# POTONGAN TEKS
Lihat ke Halaman Asli

Azhar Hakimi

Manusia Pembelajar

Kebangkitan Islam di Kota "Daging Kuda"

Diperbarui: 27 Maret 2021   21:02

Kompasiana adalah platform blog. Konten ini menjadi tanggung jawab bloger dan tidak mewakili pandangan redaksi Kompas.

Penulis bersama isteri (Nina Juliana) saat berada di salah satu sudut keindahan Kabupaten Humbang Hasundutan (16 Jan 2021)

Kota kecil itu terlihat sangat sepi. Hanya segelintir orang yang masih terjaga dengan aktifitasnya di tengah kota. Jam kecil di atas dashboard mobil itu menunjukkan pukul dua dini hari. Sudah hampir sepuluh jam kami menapaki perjalanan ini. Mata yang yang tadinya awas, kini sudah tak mau diajak kompromi. Seluruh penumpang mobil inipun sudah terlelap dalam mimpi.

(Catatan anotasi titik)

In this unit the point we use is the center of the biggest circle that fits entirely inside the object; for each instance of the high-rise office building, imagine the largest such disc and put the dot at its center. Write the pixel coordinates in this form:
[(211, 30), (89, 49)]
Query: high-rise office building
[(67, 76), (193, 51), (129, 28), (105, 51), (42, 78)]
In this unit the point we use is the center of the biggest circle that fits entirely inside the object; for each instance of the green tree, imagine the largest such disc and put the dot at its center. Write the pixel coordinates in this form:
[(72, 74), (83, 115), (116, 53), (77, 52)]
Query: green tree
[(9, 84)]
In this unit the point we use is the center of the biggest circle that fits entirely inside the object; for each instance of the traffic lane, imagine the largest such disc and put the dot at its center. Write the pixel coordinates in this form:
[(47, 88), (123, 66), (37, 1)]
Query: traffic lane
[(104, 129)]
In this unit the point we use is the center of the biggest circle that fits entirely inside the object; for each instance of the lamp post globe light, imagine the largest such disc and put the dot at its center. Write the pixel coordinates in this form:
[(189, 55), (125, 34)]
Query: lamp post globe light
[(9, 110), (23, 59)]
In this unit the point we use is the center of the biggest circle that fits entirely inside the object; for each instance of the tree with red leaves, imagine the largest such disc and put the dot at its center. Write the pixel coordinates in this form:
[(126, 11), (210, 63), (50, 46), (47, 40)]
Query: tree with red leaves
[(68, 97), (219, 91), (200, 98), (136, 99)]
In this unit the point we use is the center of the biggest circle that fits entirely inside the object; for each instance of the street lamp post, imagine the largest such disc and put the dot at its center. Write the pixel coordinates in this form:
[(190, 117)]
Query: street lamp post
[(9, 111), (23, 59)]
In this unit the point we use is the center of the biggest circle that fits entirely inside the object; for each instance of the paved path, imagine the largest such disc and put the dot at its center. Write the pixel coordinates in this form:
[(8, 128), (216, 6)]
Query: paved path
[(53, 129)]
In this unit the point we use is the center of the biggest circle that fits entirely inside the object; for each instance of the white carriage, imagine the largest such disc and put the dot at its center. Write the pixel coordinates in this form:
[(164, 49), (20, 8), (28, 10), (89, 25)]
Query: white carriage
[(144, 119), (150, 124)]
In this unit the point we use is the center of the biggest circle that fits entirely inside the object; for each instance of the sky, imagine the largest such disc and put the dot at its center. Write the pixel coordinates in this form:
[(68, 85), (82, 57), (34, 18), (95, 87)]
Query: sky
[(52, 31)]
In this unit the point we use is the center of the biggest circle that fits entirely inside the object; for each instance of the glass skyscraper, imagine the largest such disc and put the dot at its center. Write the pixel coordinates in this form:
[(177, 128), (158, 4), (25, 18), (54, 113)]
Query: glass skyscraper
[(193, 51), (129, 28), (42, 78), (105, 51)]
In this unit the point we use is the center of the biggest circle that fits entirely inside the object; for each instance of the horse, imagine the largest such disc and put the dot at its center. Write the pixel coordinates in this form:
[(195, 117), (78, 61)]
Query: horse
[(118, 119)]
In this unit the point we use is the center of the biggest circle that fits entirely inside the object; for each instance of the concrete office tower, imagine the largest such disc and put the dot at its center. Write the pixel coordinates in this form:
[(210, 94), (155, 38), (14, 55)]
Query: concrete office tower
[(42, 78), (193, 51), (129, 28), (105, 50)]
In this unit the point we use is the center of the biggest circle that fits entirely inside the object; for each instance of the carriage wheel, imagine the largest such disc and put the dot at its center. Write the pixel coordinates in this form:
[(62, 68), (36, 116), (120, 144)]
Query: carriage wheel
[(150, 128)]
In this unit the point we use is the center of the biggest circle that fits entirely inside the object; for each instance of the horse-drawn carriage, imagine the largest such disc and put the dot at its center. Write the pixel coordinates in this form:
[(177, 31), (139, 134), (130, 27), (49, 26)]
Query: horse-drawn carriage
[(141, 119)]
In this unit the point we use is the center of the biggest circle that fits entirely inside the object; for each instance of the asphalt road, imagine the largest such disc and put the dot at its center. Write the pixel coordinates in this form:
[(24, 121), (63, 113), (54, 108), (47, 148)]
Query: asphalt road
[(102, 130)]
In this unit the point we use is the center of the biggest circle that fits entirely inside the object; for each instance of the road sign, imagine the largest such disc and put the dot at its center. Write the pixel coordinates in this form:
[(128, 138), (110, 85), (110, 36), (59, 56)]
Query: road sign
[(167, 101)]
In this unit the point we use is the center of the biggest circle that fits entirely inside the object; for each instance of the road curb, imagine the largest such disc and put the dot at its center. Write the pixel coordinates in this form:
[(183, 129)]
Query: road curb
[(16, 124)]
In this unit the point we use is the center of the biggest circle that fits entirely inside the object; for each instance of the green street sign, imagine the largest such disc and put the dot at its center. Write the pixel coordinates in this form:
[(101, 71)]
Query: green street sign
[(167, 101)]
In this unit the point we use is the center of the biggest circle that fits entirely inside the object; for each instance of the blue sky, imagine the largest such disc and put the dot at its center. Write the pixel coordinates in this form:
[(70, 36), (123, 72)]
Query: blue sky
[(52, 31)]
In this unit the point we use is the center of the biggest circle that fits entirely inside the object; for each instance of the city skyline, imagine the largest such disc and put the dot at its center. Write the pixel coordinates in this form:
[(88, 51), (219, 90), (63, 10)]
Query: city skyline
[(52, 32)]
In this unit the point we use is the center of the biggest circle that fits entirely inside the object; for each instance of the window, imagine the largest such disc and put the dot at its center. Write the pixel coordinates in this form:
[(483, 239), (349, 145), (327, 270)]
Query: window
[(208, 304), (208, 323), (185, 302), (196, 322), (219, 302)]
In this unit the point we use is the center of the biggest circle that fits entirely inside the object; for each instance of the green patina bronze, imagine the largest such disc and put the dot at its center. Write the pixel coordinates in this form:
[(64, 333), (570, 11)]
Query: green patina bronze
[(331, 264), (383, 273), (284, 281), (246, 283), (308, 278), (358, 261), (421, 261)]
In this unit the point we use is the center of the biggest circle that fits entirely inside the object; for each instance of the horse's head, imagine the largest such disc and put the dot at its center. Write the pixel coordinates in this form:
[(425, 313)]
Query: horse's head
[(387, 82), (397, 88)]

# SOAL DIKERJAKAN
1. Kutip bagian tulisan tentang kota "Daging Kuda" dari "Manusia Pembelajar" sampai "(16 Jan 2021)", termasuk kedua ujungnya.
2. Sebutkan semua tanggal dan jam yang ditulis dengan angka dalam tulisan tentang kota "Daging Kuda".
3. Tolong lanjutkan tulisan tentang kota "Daging Kuda" mulai dari kalimat terakhirnya.

# JAWABAN BERURUTAN
1.
Manusia Pembelajar

Kebangkitan Islam di Kota "Daging Kuda"

Diperbarui: 27 Maret 2021   21:02

Kompasiana adalah platform blog. Konten ini menjadi tanggung jawab bloger dan tidak mewakili pandangan redaksi Kompas.

Penulis bersama isteri (Nina Juliana) saat berada di salah satu sudut keindahan Kabupaten Humbang Hasundutan (16 Jan 2021)

2.
27 Maret 2021
21:02
16 Jan 2021

3.
 Dipagi buta itu enam buah mobil beriring rapi membawa  tiga puluh orang rombongan safari dakwah menembus keheningan kota Dolok Sanggul, ibu kota Kabupaten Humbang Hasundutan. Kota yang berjarak 270 km dari kota Medan ini, dalam kondisi normal dapat ditempuh kurang dari delapan jam. Sebagian perjalanannya mengitari separuh Danau Toba. 

 Sesampainya di Dolok Sanggul, rombongan langsung tertuju ke sebuah rumah besar yang terletak tepat di pinggir jalan kota itu. Udara dingin diselimuti kabut tipis menyapa lembut saat satu per satu pintu mobil dibuka. Semua merasakan  dingin yang luar biasa. Konon kota ini lebih dingin dibanding kota Brastagi di tanah Karo.  

 Perhatian kamipun tertuju pada satu keluarga yang terbilang unik. Keluarga yang sama sekali tak menyiapkan jaket maupun selimut tebal  di daerah sedingin ini. "Mungkin mereka berasal dari Kutub Utara" gumamku dalam hati.

 Rendang Daging Kuda.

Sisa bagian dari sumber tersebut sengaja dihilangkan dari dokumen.